**Goal**
Report each line below that contains the word "Provide", counting a match only when the capitalization is the same.

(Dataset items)

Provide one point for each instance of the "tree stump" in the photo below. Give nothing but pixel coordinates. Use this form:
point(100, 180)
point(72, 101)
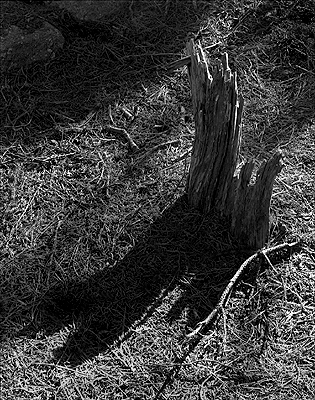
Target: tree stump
point(214, 181)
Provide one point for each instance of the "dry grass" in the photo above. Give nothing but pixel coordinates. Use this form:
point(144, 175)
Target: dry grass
point(104, 268)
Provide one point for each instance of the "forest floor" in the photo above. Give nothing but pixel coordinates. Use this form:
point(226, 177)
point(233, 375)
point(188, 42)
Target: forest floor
point(104, 268)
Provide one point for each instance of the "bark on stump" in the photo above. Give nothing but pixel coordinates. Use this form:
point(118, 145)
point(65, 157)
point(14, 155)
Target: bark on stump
point(215, 182)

**The response**
Provide one point for each instance of the "tree stump" in the photo below. Give nothing but pixel coordinates. Use this form:
Provide one point for each instance of the "dry grass" in the photo above. Give nothing but pixel coordinates. Use this form:
Provide one point for each instance of the "forest floor" in the photo above. Give nothing but pixel coordinates. Use this form:
Provide one point for each instance of the "bark on stump" in the photo above. Give nothing but pixel coordinates. Use this form:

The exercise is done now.